Exercise prompt:
Edit the stretch of lines from the one containing "of the stainless" through the one containing "the top layer" by changing "exercise" to "activity" and leaving everything else unchanged. Return only those lines.

Records shown:
::::

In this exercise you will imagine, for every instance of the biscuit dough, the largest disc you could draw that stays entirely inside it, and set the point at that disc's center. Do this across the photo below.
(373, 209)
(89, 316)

::::

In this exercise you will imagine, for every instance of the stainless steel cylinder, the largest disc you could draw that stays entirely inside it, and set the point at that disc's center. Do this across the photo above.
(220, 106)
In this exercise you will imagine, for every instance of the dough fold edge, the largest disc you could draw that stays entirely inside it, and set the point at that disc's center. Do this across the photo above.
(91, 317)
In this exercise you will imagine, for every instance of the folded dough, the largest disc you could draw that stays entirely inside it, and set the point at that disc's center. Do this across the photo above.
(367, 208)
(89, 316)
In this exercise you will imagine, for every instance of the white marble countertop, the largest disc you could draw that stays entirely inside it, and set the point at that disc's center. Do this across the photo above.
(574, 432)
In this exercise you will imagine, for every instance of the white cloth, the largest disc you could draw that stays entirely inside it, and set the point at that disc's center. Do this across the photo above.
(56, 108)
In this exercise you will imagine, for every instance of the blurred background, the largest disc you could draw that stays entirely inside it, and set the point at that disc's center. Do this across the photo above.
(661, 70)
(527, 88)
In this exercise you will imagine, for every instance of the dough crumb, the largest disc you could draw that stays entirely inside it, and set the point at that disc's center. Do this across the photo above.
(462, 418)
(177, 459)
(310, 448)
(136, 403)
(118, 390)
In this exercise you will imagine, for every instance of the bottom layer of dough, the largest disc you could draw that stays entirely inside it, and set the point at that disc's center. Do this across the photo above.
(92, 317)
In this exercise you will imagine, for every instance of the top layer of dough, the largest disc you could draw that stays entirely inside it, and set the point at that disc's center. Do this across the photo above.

::::

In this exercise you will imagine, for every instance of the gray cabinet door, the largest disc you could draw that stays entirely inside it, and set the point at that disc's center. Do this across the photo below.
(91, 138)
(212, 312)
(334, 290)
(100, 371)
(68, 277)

::::

Completed task:
In this activity you will imagine, for every instance of the stainless steel cylinder, the largest disc you could draw that stays entirely inside it, and set the point at that disc's center. Do this across the photo above.
(220, 106)
In this activity you will imagine, for every instance of the dough fold edge, the largest disc you could draw that stays entirely inside it, and set the point at that disc's center. Do this across the photo above.
(91, 317)
In this activity you will imagine, for every instance of the folded dough, the largest disc you could draw that stays entirely inside it, and set the point at that disc's center. Do this across the photo above.
(367, 208)
(89, 316)
In this activity you will imagine, for every instance of the white marble countertop, the largest disc you could draw that stays entirely inside it, and set the point at that disc's center. Do this across the photo above.
(574, 432)
In this activity you will imagine, for every instance of the white cloth, the largest disc you could draw that stays entirely inside it, and set the point at that disc's center. Do this across the photo above.
(56, 108)
In this activity you will imagine, for every instance of the blurred background, the largest disc you could draw that stays entirely inside it, and set the point at that disc's center. Do this across the photo above.
(661, 70)
(527, 88)
In this activity you will imagine, for every instance of the dough crumb, the largest disc you could draw that stays entirely inside it, and set the point at that disc's center. Do this across the photo above.
(462, 418)
(177, 459)
(310, 448)
(136, 403)
(118, 390)
In this activity you will imagine, for every instance of the bottom layer of dough, the largest disc you could draw that stays entirely inside it, and set the point at that disc's center. Do this across the photo above.
(92, 317)
In this activity you will imagine, for every instance of the top layer of dough, the largest disc you could draw that stays entirely inside it, and set the point at that disc's center. Do this across the photo above.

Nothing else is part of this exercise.